Location identification entries
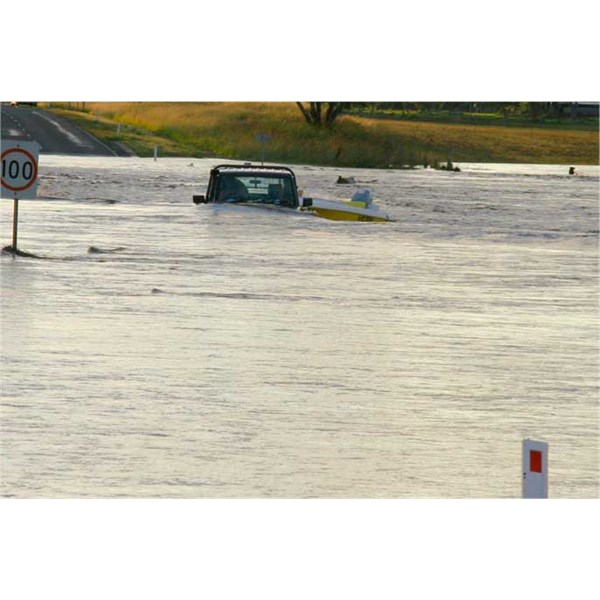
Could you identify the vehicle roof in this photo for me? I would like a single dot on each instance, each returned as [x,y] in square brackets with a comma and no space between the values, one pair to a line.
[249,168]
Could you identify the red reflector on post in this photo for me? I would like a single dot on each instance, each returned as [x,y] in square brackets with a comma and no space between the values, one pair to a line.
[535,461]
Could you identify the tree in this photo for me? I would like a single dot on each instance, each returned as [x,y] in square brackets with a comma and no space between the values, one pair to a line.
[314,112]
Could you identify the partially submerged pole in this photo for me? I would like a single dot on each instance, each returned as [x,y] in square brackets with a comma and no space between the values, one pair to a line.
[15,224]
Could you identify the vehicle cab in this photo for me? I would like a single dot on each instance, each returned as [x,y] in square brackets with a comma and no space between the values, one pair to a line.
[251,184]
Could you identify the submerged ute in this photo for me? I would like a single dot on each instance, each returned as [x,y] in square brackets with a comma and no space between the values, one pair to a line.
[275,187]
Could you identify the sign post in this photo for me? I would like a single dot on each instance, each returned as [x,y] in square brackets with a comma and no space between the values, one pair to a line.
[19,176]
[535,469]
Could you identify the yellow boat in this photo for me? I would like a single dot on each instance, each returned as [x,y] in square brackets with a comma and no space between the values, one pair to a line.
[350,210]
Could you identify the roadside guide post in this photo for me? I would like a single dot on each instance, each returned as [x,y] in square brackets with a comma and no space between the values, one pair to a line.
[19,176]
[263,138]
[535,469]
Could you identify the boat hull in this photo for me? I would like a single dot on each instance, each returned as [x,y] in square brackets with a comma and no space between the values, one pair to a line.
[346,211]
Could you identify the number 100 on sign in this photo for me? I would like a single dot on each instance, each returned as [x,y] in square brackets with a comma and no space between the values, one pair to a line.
* * *
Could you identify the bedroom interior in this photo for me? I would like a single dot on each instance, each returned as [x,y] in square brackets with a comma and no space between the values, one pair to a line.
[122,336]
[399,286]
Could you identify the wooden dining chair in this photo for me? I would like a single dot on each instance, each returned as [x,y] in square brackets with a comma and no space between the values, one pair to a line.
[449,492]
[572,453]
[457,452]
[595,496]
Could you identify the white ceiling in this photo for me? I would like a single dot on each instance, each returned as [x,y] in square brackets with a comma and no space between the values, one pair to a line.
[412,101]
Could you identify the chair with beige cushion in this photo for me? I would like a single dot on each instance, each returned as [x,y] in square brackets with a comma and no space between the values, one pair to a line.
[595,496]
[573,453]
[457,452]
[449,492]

● Requirement: Could you retype, word for word, the stretch of the material from the line containing "Could you identify the roadside" through the line containing "Could you identify the number", including both of those lines?

● Reply to the exercise:
Could you identify the roadside guide post in this photo for me? I would like a single dot on each instance, each returned as [x,y] in square brackets with a comma and no space between the values, one pair to a line.
[19,176]
[263,138]
[535,469]
Could you identify the boat hull in this photo for me? I would like a single dot on each instance, each returned as [x,y] in square brackets with a comma and no space between the values, one pair to a line.
[346,211]
Could you identify the number 100 on sign in this photo for me? I would like a single dot on each instance, each returned as [x,y] in square brackets with a comma and no space between the values, one pair to a line.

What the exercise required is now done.